### Task
Report how many of the lines below contain the string "tower". Give only the number.
### Supplied entries
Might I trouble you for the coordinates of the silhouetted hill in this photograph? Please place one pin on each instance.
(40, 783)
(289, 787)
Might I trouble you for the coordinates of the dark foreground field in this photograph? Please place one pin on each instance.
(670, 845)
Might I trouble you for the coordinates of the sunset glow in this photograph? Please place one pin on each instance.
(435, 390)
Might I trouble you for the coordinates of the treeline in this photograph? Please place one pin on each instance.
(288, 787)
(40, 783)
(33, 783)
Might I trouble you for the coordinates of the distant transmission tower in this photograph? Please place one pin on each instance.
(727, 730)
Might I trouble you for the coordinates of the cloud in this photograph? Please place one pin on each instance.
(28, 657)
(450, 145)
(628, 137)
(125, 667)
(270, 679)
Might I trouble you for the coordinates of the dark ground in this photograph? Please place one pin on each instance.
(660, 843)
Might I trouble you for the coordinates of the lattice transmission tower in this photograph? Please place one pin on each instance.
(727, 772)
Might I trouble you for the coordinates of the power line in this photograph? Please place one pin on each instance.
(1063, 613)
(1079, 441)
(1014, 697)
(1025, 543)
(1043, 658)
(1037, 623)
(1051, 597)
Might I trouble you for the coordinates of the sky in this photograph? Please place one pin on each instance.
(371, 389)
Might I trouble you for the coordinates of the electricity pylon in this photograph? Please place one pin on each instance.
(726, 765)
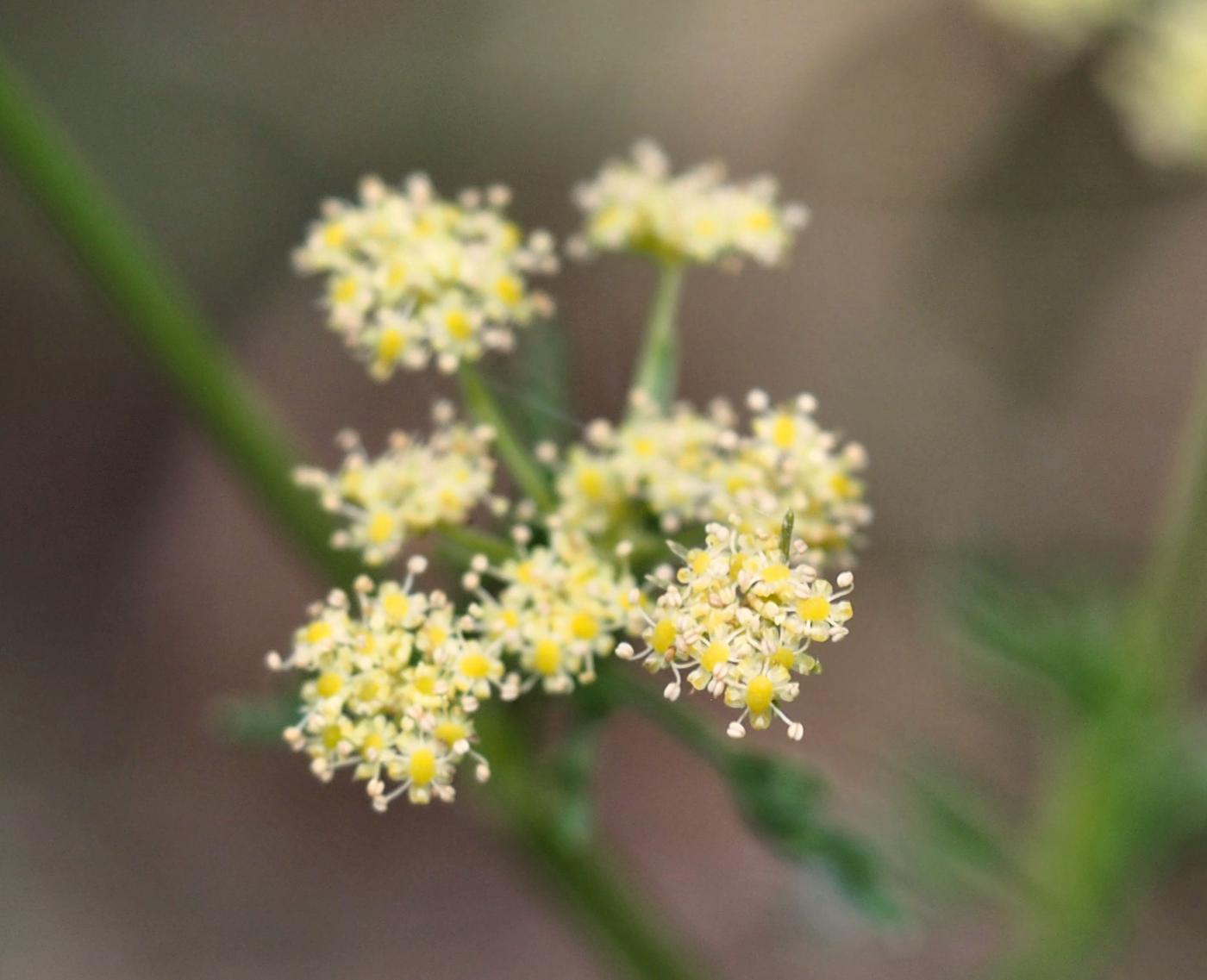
######
### Correct output
2